*WHAT YOU SHOULD DO:*
Write out the records from the line containing "Would you be able to mark the woman's hand" through the line containing "Would you be able to mark the man's", copying each line exactly.

*ENTRIES SUPPLIED:*

----------

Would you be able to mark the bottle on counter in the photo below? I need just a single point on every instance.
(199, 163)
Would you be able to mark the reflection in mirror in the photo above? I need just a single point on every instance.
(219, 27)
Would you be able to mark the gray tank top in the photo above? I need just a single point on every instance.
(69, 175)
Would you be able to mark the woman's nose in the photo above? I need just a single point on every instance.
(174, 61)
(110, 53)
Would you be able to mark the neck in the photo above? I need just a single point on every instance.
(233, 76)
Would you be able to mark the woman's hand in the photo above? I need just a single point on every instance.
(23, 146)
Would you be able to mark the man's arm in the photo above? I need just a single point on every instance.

----------

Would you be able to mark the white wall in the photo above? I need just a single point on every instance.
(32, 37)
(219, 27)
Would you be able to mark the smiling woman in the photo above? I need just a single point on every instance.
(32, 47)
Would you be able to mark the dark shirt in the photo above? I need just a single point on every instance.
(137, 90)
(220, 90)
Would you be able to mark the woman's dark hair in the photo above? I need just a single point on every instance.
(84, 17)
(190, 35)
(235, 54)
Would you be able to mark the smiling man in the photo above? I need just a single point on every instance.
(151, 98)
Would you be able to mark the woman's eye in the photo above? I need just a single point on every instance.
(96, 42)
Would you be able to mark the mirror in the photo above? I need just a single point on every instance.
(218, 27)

----------

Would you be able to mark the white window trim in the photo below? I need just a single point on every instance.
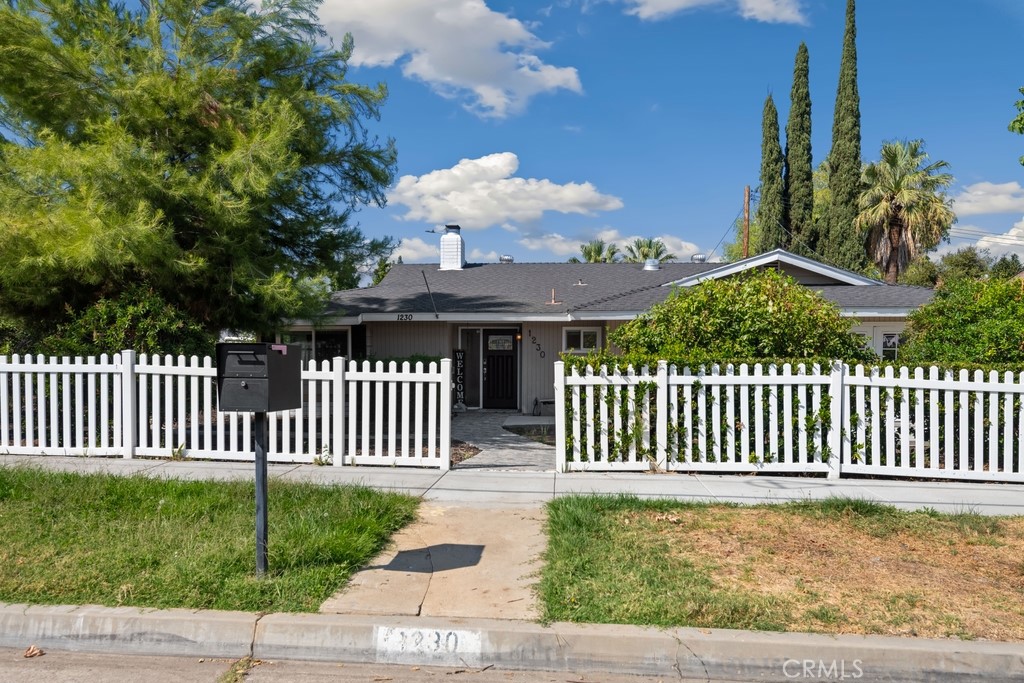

----------

*SOLUTION FOR THIS TASK:*
Would you be able to mark the woman's hand in the photo above? I need just a single point on every instance.
(23, 146)
Would you be able to mark the man's arm in the photo above? I need just a single point on every instance.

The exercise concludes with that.